— WHAT TO DO —
Each entry should be set down exactly as written, except for any picture it holds.
[ENTRIES SHOWN Boundary: Start]
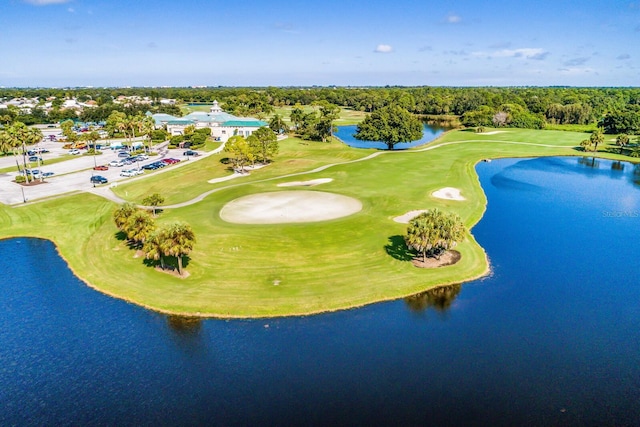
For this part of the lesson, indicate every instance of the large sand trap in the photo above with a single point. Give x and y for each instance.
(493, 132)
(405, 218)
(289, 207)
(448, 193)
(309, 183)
[ENTRIES SHOWN Boundary: End]
— RESULT OF THE TASK —
For this part of the lesson, indicate every instance of the large sand trap in the photo above with a single point. Give x and y for each instance.
(493, 132)
(405, 218)
(289, 207)
(448, 193)
(309, 183)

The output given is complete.